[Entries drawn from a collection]

_____

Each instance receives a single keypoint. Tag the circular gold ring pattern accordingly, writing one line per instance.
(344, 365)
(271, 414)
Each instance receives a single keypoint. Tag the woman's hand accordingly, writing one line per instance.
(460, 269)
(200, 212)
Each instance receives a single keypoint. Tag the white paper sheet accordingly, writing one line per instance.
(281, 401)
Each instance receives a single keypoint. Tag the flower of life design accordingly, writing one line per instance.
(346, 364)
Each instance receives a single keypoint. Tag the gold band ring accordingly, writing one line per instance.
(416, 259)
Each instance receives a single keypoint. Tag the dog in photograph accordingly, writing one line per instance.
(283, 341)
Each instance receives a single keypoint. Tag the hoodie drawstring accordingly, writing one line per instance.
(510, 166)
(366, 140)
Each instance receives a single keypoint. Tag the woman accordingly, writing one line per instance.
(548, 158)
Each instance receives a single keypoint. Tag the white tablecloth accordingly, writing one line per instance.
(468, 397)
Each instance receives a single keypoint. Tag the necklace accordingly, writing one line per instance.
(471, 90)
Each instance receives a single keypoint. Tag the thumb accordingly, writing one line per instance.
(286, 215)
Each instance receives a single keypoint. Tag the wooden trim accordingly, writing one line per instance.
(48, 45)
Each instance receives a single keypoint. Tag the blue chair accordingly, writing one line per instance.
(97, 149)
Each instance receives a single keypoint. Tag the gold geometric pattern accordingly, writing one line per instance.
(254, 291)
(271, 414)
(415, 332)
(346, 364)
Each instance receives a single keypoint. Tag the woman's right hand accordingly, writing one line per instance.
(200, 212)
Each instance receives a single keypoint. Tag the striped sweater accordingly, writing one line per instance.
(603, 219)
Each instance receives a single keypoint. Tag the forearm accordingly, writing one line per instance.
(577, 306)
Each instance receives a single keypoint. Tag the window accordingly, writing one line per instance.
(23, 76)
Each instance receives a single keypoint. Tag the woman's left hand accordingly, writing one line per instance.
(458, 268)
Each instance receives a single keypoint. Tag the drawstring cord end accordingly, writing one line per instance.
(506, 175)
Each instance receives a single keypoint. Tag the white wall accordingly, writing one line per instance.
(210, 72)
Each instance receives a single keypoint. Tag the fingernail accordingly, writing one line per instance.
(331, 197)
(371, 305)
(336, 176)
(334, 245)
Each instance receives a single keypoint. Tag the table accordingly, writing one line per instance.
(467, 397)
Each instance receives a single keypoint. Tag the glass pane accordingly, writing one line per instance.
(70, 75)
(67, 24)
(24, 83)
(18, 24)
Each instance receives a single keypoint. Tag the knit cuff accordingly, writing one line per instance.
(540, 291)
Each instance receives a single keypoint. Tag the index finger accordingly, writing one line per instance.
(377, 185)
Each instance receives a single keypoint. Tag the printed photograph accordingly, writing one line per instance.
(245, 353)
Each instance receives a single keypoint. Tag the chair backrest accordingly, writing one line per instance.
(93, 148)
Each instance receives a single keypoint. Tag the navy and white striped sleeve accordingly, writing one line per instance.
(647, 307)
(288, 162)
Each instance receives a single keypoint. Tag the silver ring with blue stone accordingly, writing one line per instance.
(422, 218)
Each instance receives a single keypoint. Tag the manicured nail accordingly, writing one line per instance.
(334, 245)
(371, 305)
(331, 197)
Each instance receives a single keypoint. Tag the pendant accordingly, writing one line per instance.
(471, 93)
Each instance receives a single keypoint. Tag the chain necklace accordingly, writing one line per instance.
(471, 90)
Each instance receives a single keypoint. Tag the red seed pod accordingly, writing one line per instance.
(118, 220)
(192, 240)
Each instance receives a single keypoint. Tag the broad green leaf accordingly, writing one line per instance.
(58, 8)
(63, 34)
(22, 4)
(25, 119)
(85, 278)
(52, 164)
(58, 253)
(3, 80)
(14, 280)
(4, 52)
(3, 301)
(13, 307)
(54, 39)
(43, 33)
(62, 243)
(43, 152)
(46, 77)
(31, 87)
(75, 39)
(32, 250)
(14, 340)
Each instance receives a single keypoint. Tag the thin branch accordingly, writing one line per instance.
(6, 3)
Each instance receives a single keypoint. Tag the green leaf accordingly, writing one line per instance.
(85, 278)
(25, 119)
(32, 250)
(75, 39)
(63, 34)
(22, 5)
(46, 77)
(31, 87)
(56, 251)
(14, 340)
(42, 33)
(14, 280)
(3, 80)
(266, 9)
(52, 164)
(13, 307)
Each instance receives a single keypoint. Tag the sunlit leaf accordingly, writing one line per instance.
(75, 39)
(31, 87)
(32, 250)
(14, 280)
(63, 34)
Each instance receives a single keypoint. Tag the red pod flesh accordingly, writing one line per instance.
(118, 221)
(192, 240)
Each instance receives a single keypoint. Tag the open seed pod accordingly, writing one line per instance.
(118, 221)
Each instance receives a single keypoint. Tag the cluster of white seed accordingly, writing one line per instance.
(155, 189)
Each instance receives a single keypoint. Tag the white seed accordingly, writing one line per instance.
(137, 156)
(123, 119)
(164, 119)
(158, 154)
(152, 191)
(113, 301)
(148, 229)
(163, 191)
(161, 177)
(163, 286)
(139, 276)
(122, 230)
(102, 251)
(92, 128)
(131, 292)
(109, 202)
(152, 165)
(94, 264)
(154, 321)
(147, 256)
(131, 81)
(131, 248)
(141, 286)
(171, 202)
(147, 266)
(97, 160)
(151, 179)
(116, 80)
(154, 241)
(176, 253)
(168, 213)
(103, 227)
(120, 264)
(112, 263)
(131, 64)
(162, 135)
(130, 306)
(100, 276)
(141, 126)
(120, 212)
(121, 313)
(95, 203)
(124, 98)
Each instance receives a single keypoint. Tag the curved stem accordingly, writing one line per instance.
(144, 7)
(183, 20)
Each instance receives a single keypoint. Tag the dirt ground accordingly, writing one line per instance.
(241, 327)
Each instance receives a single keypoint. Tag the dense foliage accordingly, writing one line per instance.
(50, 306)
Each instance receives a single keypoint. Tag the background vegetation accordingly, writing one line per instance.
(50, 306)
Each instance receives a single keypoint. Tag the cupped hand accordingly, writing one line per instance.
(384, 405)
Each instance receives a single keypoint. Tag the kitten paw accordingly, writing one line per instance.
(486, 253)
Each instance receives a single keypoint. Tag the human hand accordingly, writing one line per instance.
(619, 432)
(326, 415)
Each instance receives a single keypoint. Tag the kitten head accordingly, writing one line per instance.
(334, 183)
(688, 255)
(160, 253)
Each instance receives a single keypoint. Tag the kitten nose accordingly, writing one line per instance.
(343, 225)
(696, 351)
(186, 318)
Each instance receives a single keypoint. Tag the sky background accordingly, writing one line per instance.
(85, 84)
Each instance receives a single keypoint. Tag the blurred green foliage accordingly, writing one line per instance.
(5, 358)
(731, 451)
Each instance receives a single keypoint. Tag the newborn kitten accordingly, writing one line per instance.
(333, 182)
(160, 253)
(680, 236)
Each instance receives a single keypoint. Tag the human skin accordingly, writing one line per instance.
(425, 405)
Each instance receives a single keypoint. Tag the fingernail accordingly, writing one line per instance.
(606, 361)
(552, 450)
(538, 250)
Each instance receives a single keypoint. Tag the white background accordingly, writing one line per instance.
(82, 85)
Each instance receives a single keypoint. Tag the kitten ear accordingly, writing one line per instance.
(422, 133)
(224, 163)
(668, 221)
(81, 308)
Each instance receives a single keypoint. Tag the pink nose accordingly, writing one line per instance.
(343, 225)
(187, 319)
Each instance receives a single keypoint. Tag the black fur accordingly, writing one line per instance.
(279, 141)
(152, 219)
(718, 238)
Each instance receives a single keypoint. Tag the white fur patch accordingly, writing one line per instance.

_____

--- Given task ---
Update all the records above by replacing "single keypoint" with "single point" wherever it occurs, keeping everything else unchanged.

--- Solved exercise ---
Each instance receives a single point. Tag the circular gold ring pattern accordingly, writing one line per instance.
(344, 365)
(271, 414)
Each instance receives a single point. Tag the woman's hand accordingly, writing one line per instance.
(460, 269)
(200, 212)
Each instance receives a single point. Tag the white paper sheet accordingly, writing one line per instance.
(281, 401)
Each instance receives a single point. Tag the flower of life design accordingly, writing one line per instance.
(346, 364)
Each instance receives a single point. Tag the gold band ring accordingly, writing one line per instance.
(416, 259)
Each instance receives a single point. Tag the dog in photograph accordingly, writing one line per instance.
(283, 341)
Each instance receives a single point. Tag the hoodie drawstring accordingly, writing one line per instance.
(510, 166)
(366, 140)
Each instance receives a single point. Tag the woman accordingly, writing one line per instance.
(548, 158)
Each instance receives a single point. Tag the white tablecloth accordingly, writing one line per instance.
(468, 397)
Each instance receives a single point. Tag the necklace accordingly, writing one line per instance.
(471, 90)
Each instance receives a single point. Tag the thumb accordingly, writing one line per instance.
(286, 215)
Each instance receives a single point. Tag the wooden trim accordingly, writing one line per instance.
(48, 45)
Each instance receives a single point. Tag the blue chair accordingly, writing one line per instance.
(97, 149)
Each instance receives a single point. Tag the gold geometric pattern accordingly, writing one line per instance.
(254, 291)
(271, 414)
(415, 332)
(346, 364)
Each instance receives a single point. Tag the woman's right hand accordingly, writing one line per instance.
(200, 212)
Each instance receives a single point. Tag the striped sweater accordingly, writing one line per instance.
(603, 219)
Each instance receives a single point. Tag the forearm accordingly, writing one line per instance.
(577, 306)
Each instance receives a single point. Tag the window accordingly, writing one line per instance.
(23, 76)
Each instance receives a single point. Tag the woman's left hand accordingly, writing one line per instance.
(458, 268)
Each instance receives a single point. Tag the drawstring cord end accordingly, writing one line per instance.
(506, 175)
Each instance receives a single point. Tag the white wall accordingly, writing one line per instance.
(210, 72)
Each instance receives a single point. Tag the fingernail accordingly, writing one line per instance.
(331, 197)
(371, 305)
(336, 176)
(334, 245)
Each instance receives a single point. Tag the table accordingly, writing one line per instance.
(467, 397)
Each instance receives a single point. Tag the glass pane accordingly, writing one line per instance.
(70, 75)
(67, 24)
(24, 83)
(18, 24)
Each instance receives a single point. Tag the knit cuff accordingly, writing one line per instance.
(540, 291)
Each instance receives a single point. Tag the index finger accordingly, writing one line per instance.
(377, 185)
Each instance receives a single point. Tag the printed photograph accordingly, writing one line per instance.
(245, 353)
Each instance receives a single point. Tag the chair backrest accordingly, writing one line per instance.
(93, 148)
Each instance receives a single point. Tag the navy and white striped sleeve accordingly, writing one line per instance.
(647, 307)
(288, 162)
Each instance receives a single point. Tag the silver ring with blue stone accordingly, writing one line per instance.
(422, 218)
Each instance receives a single point. Tag the manicured nail accordingly, writing one line per instance.
(334, 245)
(371, 305)
(331, 197)
Each instance receives a single point. Tag the pendant accordingly, writing one line per instance.
(471, 93)
Each instance receives a single point. Tag the chain necklace accordingly, writing one line per instance.
(471, 90)
Each instance receives a single point. Tag the red seed pod accordingly, writing one line per instance.
(118, 220)
(192, 240)
Each instance receives a single point. Tag the broad green leaf accordingly, writing one line per instance.
(58, 8)
(63, 34)
(22, 4)
(25, 119)
(85, 278)
(52, 164)
(58, 253)
(3, 80)
(14, 280)
(4, 52)
(3, 301)
(13, 307)
(54, 39)
(43, 33)
(62, 243)
(43, 152)
(46, 77)
(31, 87)
(75, 39)
(32, 250)
(14, 340)
Each instance receives a single point. Tag the thin branch accordingly, writing one line per instance.
(6, 3)
Each instance receives a single point. Tag the green leaf accordingly, writing one line per instance.
(85, 278)
(25, 119)
(32, 250)
(75, 39)
(63, 34)
(22, 5)
(46, 77)
(31, 87)
(56, 251)
(14, 340)
(42, 33)
(14, 280)
(3, 80)
(266, 9)
(52, 164)
(13, 307)
Each instance receives a single point. Tag the sunlit leaf accordingly, writing one line per instance.
(75, 39)
(31, 87)
(32, 250)
(14, 280)
(63, 34)
Each instance receives a single point. Tag the red pod flesh accordingly, writing one line per instance.
(118, 221)
(192, 240)
Each instance receives a single point. Tag the open seed pod accordingly, writing one line per instance.
(118, 221)
Each instance receives a single point. Tag the cluster of white seed accordingly, writing one line per instance.
(155, 189)
Each instance receives a single point. Tag the white seed accordingly, writing one line per instance.
(137, 156)
(123, 119)
(164, 119)
(158, 154)
(152, 191)
(113, 301)
(148, 229)
(163, 191)
(161, 177)
(163, 286)
(139, 276)
(122, 230)
(102, 251)
(92, 128)
(131, 292)
(109, 202)
(152, 165)
(94, 264)
(154, 321)
(147, 256)
(131, 81)
(131, 248)
(141, 286)
(171, 202)
(147, 266)
(97, 160)
(151, 179)
(116, 80)
(154, 241)
(176, 253)
(168, 213)
(103, 227)
(120, 264)
(112, 263)
(131, 64)
(162, 135)
(130, 306)
(100, 276)
(141, 126)
(120, 212)
(121, 313)
(95, 203)
(124, 98)
Each instance receives a single point. Tag the curved stem accordingly, writing one line per instance.
(144, 7)
(183, 20)
Each instance receives a single point. Tag the dirt ground accordingly, writing one line per instance.
(241, 327)
Each instance receives a single point. Tag the dense foliage accordingly, writing one line per instance.
(50, 306)
Each instance receives a single point. Tag the background vegetation accordingly, writing one line per instance.
(50, 306)
Each instance receives a single point. Tag the cupped hand accordingly, writing one line per instance.
(384, 405)
Each instance receives a single point. Tag the kitten paw accordingly, writing one line per instance.
(486, 253)
Each instance receives a single point. Tag the human hand accordingly, writing one line per instance.
(619, 432)
(326, 415)
Each instance receives a single point. Tag the kitten head accordingly, writing one line per instance.
(334, 183)
(688, 255)
(160, 253)
Each instance receives a single point. Tag the kitten nose accordingly, writing one line per instance.
(343, 225)
(696, 351)
(186, 318)
Each instance receives a single point. Tag the sky background accordingly, writing one line per instance.
(85, 84)
Each instance receives a single point. Tag the blurred green foliage accordingly, writing one line per instance.
(5, 358)
(731, 451)
Each instance receives a single point. Tag the newborn kitten accordingly, writing one line per instance.
(333, 182)
(160, 253)
(680, 236)
Each instance receives a single point. Tag the human skin accordingly, writing one line per instance.
(425, 405)
Each instance receives a single point. Tag the fingernail accordingly, writing one line per instance.
(606, 361)
(552, 450)
(538, 250)
Each instance receives a single point. Tag the white background accordingly, writing one line per instance.
(82, 85)
Each instance receives a single point. Tag the kitten ear accordingly, writing one line per instance.
(422, 133)
(224, 163)
(668, 221)
(81, 308)
Each instance receives a single point. Tag the pink nose accordingly, writing one line per instance.
(343, 225)
(187, 319)
Each instance receives a single point. Tag the black fur accordingly, writing one line per instance.
(279, 141)
(152, 219)
(718, 238)
Each instance receives a single point. Tag the white fur patch accordingly, writing one line per instance.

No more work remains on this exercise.